-------- Provided data --------

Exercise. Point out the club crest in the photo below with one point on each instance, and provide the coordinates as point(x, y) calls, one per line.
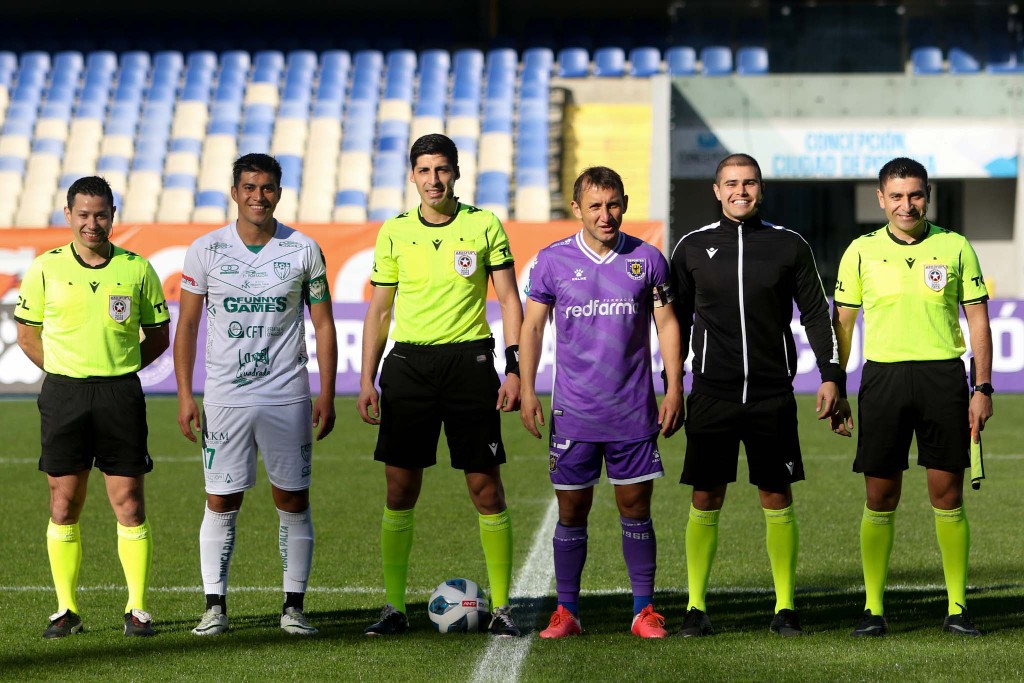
point(465, 262)
point(120, 308)
point(936, 276)
point(635, 267)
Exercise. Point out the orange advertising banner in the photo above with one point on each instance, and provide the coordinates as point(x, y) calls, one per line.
point(348, 249)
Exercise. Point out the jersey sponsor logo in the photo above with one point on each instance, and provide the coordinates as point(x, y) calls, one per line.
point(936, 276)
point(255, 304)
point(636, 267)
point(601, 308)
point(238, 331)
point(317, 289)
point(465, 262)
point(120, 307)
point(252, 366)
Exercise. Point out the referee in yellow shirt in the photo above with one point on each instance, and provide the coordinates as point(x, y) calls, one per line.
point(79, 313)
point(910, 278)
point(438, 258)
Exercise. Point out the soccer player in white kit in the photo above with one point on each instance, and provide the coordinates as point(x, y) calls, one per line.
point(254, 276)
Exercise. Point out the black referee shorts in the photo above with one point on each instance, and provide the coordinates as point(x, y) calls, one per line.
point(97, 419)
point(423, 387)
point(767, 428)
point(896, 400)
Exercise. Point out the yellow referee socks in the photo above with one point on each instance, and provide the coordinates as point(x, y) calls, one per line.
point(701, 544)
point(396, 544)
point(496, 537)
point(877, 532)
point(135, 551)
point(64, 545)
point(953, 532)
point(782, 541)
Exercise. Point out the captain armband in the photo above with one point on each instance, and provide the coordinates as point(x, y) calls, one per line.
point(662, 295)
point(512, 359)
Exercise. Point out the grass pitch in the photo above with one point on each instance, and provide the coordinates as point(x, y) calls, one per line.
point(346, 590)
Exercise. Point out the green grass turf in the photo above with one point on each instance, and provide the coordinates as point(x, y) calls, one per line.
point(346, 593)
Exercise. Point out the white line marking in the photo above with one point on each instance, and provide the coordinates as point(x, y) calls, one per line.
point(503, 658)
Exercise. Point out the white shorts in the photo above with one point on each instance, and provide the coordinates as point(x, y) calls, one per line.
point(283, 434)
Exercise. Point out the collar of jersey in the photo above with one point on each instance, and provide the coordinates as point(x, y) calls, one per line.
point(924, 236)
point(92, 267)
point(594, 256)
point(458, 208)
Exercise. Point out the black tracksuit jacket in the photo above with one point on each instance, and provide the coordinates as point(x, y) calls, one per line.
point(734, 285)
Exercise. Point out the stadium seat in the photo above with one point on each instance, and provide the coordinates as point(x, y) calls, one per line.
point(609, 62)
point(963, 61)
point(681, 60)
point(752, 61)
point(573, 62)
point(645, 61)
point(717, 60)
point(926, 60)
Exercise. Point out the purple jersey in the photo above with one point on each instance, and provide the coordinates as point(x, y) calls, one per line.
point(602, 308)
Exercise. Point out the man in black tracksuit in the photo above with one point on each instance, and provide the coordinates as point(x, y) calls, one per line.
point(735, 283)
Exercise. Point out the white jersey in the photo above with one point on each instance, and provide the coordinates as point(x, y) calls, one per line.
point(255, 332)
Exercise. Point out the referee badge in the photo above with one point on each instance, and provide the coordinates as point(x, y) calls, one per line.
point(120, 307)
point(465, 262)
point(935, 276)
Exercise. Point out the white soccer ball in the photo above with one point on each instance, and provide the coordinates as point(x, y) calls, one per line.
point(458, 605)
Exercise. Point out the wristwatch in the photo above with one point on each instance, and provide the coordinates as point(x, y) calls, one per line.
point(985, 388)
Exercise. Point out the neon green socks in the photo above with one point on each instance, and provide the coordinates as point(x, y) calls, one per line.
point(64, 545)
point(701, 543)
point(953, 532)
point(877, 532)
point(396, 543)
point(782, 540)
point(135, 551)
point(496, 537)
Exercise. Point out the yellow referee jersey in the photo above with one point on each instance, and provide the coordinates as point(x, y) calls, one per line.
point(440, 272)
point(91, 315)
point(910, 293)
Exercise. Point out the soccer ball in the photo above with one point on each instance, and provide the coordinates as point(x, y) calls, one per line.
point(458, 605)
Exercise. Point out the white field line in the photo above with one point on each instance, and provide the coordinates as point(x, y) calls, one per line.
point(504, 656)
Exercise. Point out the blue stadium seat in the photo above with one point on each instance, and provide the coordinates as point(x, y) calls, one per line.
point(717, 60)
point(211, 198)
point(681, 60)
point(644, 61)
point(752, 60)
point(926, 59)
point(609, 61)
point(963, 61)
point(573, 62)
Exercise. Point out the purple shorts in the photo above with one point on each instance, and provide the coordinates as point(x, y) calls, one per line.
point(576, 465)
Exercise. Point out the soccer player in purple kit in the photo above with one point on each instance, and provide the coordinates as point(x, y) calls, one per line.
point(601, 287)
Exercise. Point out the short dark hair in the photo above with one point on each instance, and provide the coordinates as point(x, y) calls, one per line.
point(255, 163)
point(902, 167)
point(737, 160)
point(90, 185)
point(434, 143)
point(597, 176)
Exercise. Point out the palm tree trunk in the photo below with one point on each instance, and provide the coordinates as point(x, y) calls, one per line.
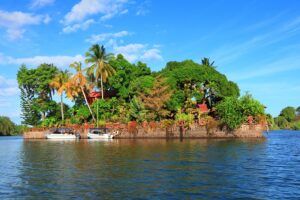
point(87, 103)
point(97, 108)
point(102, 87)
point(62, 107)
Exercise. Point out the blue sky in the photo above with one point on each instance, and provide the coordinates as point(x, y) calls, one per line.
point(255, 43)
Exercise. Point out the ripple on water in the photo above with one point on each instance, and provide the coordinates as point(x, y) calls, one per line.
point(160, 169)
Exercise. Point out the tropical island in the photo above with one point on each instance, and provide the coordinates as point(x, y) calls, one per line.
point(111, 90)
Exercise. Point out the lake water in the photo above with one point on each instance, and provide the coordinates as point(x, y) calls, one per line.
point(151, 169)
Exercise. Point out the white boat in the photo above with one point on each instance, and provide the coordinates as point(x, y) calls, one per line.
point(100, 133)
point(62, 134)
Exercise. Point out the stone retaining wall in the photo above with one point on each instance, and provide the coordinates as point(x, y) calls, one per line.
point(196, 131)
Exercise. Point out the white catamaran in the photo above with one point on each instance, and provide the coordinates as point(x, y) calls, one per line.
point(61, 133)
point(101, 133)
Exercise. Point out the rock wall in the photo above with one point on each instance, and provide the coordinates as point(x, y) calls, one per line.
point(196, 131)
point(34, 135)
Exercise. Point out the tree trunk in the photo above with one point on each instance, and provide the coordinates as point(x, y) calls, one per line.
point(62, 107)
point(102, 87)
point(87, 103)
point(97, 106)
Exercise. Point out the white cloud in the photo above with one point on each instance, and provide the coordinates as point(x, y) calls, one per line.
point(8, 87)
point(79, 26)
point(152, 54)
point(143, 8)
point(41, 3)
point(86, 8)
point(134, 52)
point(131, 51)
point(106, 36)
point(266, 69)
point(60, 61)
point(15, 22)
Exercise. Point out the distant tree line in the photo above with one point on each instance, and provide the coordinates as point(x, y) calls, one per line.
point(8, 128)
point(289, 118)
point(132, 92)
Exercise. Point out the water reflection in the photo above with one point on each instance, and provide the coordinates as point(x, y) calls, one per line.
point(154, 168)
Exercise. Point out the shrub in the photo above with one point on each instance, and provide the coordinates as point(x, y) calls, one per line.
point(296, 125)
point(230, 112)
point(49, 122)
point(251, 107)
point(186, 119)
point(281, 122)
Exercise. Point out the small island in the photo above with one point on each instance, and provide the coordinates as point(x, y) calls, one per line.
point(183, 100)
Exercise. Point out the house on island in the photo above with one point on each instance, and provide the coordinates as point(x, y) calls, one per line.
point(92, 96)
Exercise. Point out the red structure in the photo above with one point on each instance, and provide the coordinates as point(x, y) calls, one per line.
point(203, 107)
point(97, 95)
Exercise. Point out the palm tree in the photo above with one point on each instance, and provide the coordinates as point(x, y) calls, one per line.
point(59, 83)
point(77, 84)
point(100, 67)
point(206, 62)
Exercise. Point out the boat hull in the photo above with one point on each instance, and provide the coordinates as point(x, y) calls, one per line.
point(61, 136)
point(100, 136)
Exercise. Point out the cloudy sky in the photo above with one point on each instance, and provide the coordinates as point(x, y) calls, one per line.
point(255, 43)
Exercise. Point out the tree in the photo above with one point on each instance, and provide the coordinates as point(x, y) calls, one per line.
point(298, 111)
point(77, 83)
point(155, 100)
point(281, 122)
point(44, 74)
point(230, 112)
point(100, 67)
point(125, 76)
point(251, 107)
point(60, 84)
point(289, 113)
point(36, 94)
point(206, 62)
point(7, 127)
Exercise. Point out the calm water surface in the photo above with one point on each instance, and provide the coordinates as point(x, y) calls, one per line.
point(148, 169)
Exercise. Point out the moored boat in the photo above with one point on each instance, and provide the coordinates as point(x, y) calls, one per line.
point(61, 133)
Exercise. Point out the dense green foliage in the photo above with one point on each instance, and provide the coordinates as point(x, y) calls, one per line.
point(8, 128)
point(36, 93)
point(230, 112)
point(289, 118)
point(131, 92)
point(234, 111)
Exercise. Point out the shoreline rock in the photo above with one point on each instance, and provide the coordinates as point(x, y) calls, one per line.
point(173, 132)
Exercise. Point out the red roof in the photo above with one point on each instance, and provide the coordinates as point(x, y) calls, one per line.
point(203, 107)
point(95, 94)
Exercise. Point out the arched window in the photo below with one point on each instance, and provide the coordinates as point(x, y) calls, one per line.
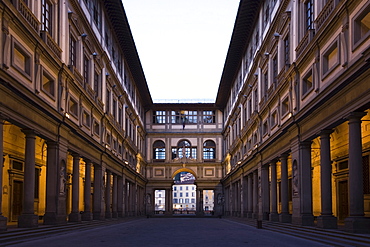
point(159, 150)
point(209, 150)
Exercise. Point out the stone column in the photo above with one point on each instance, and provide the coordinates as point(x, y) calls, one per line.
point(75, 215)
point(265, 192)
point(3, 220)
point(200, 211)
point(273, 196)
point(255, 194)
point(284, 217)
point(108, 209)
point(98, 183)
point(250, 195)
point(52, 179)
point(120, 196)
point(306, 216)
point(326, 219)
point(114, 197)
point(356, 222)
point(87, 215)
point(28, 217)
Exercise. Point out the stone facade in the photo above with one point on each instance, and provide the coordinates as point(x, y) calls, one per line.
point(287, 139)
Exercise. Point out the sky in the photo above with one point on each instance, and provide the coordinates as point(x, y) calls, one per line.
point(182, 45)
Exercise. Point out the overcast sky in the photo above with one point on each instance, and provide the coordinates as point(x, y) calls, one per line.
point(182, 44)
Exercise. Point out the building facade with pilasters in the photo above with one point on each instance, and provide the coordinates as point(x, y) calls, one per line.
point(72, 107)
point(295, 97)
point(287, 139)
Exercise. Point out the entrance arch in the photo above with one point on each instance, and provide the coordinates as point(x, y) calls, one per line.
point(184, 192)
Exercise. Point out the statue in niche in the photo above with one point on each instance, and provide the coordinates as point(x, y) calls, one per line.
point(62, 180)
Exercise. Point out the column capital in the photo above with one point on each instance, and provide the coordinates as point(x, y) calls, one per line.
point(30, 133)
point(284, 156)
point(355, 115)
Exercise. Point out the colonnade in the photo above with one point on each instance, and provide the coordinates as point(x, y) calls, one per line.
point(104, 193)
point(259, 186)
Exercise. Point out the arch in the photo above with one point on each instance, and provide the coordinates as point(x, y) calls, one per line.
point(184, 170)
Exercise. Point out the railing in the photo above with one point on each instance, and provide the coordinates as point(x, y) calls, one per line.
point(27, 14)
point(51, 43)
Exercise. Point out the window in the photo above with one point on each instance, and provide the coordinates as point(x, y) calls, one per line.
point(274, 119)
point(97, 83)
point(21, 59)
point(309, 14)
point(330, 58)
point(209, 150)
point(184, 149)
point(96, 127)
point(361, 26)
point(274, 69)
point(72, 51)
point(182, 117)
point(285, 106)
point(159, 150)
point(86, 70)
point(209, 117)
point(48, 84)
point(73, 107)
point(108, 102)
point(46, 17)
point(96, 13)
point(287, 50)
point(307, 83)
point(159, 117)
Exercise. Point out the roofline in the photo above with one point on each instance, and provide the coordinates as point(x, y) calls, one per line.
point(118, 20)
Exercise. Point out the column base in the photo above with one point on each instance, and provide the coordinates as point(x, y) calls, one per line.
point(3, 223)
point(327, 222)
point(54, 219)
point(304, 220)
point(265, 215)
point(86, 216)
point(285, 218)
point(274, 217)
point(74, 217)
point(357, 224)
point(28, 221)
point(98, 216)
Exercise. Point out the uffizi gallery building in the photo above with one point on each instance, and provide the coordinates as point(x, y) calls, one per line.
point(287, 138)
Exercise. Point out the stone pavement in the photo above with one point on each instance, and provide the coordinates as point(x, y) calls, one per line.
point(171, 232)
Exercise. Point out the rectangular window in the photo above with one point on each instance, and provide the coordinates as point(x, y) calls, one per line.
point(48, 84)
point(46, 17)
point(330, 59)
point(86, 72)
point(72, 51)
point(285, 106)
point(159, 117)
point(309, 14)
point(73, 107)
point(307, 83)
point(209, 117)
point(21, 60)
point(287, 50)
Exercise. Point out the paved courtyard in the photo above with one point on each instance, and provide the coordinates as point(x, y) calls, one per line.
point(172, 232)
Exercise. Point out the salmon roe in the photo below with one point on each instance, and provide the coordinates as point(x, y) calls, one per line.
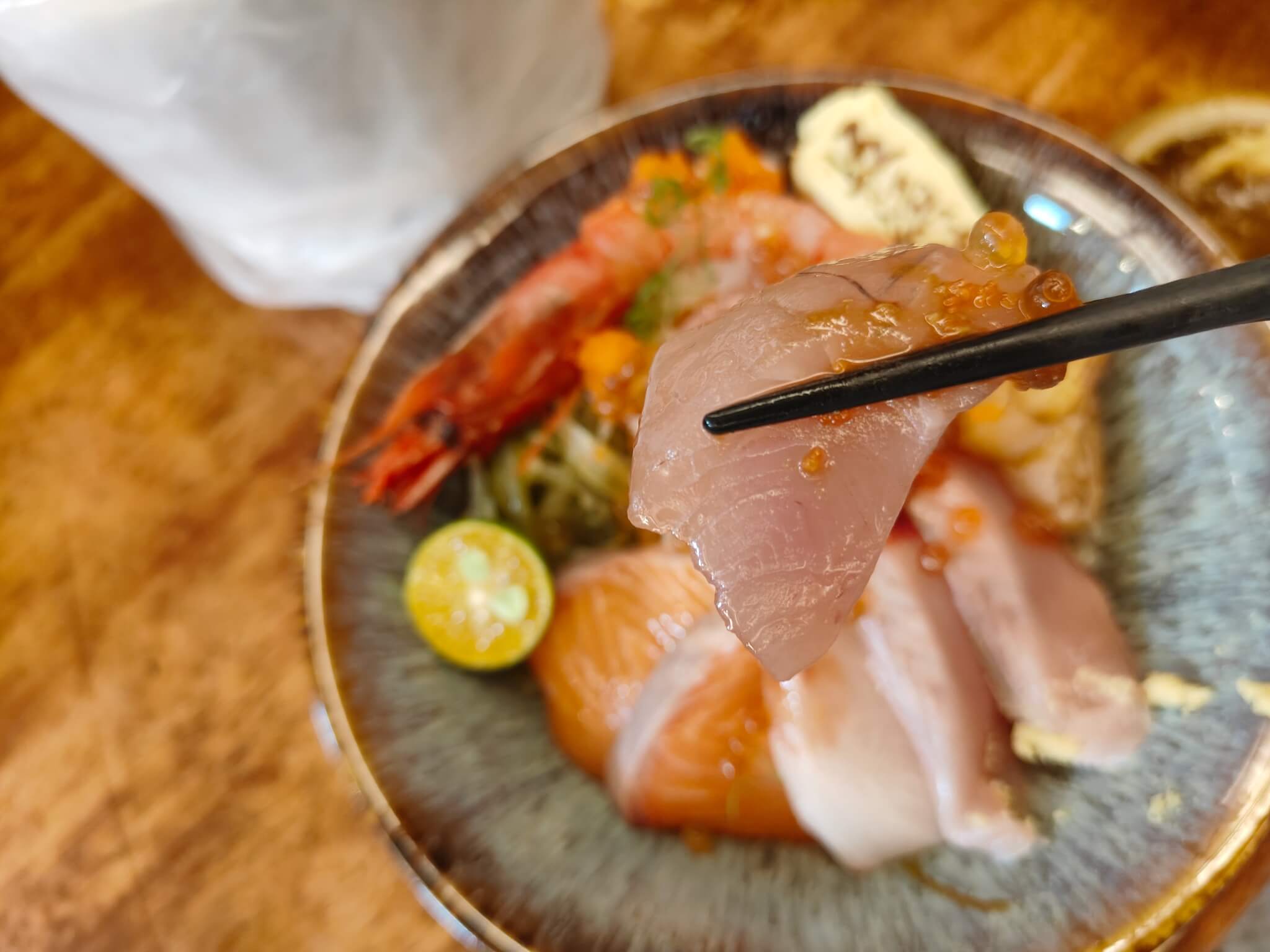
point(964, 523)
point(1049, 293)
point(934, 558)
point(997, 240)
point(814, 461)
point(836, 418)
point(933, 472)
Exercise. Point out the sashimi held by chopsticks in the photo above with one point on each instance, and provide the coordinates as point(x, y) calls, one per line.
point(788, 521)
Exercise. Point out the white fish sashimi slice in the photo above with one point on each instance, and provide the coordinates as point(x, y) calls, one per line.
point(849, 769)
point(926, 666)
point(786, 521)
point(1055, 655)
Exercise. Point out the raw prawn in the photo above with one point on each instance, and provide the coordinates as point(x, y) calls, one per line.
point(639, 252)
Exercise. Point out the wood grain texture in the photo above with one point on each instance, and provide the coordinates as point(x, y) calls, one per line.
point(162, 783)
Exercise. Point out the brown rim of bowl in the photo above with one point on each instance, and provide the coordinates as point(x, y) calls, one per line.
point(437, 894)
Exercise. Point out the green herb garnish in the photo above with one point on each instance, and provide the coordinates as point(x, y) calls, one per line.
point(706, 141)
point(667, 198)
point(648, 312)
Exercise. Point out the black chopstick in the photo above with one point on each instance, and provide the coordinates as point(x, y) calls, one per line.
point(1220, 299)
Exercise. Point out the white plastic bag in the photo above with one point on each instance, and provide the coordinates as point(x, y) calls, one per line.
point(306, 149)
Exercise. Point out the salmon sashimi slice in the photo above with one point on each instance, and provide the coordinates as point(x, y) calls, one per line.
point(926, 666)
point(695, 752)
point(788, 521)
point(615, 617)
point(848, 764)
point(1057, 659)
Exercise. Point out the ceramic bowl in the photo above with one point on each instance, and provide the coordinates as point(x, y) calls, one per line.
point(517, 850)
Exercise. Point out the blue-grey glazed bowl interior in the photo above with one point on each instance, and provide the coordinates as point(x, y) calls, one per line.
point(516, 847)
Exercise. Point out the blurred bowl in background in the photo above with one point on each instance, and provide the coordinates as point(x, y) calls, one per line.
point(518, 850)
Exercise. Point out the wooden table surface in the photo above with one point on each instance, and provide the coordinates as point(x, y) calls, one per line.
point(161, 783)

--------

Copy out the lines from the one containing "Exercise. Point out the white boat" up to and including the one containing "point(101, 133)", replacing "stone retaining wall" with "stone wall" and changing nothing else.

Exercise. Point out the white boat in the photo above with one point on each instance, and provide the coordinates as point(x, y) calls, one per line.
point(100, 133)
point(62, 134)
Exercise. Point out the stone wall in the photo above with one point on each instance, and provide the coordinates as point(x, y) calls, one per line.
point(196, 131)
Exercise. Point out the white catamaran in the photo above with one point on each instance, and provide the coordinates as point(x, y) calls, one per line.
point(61, 133)
point(101, 133)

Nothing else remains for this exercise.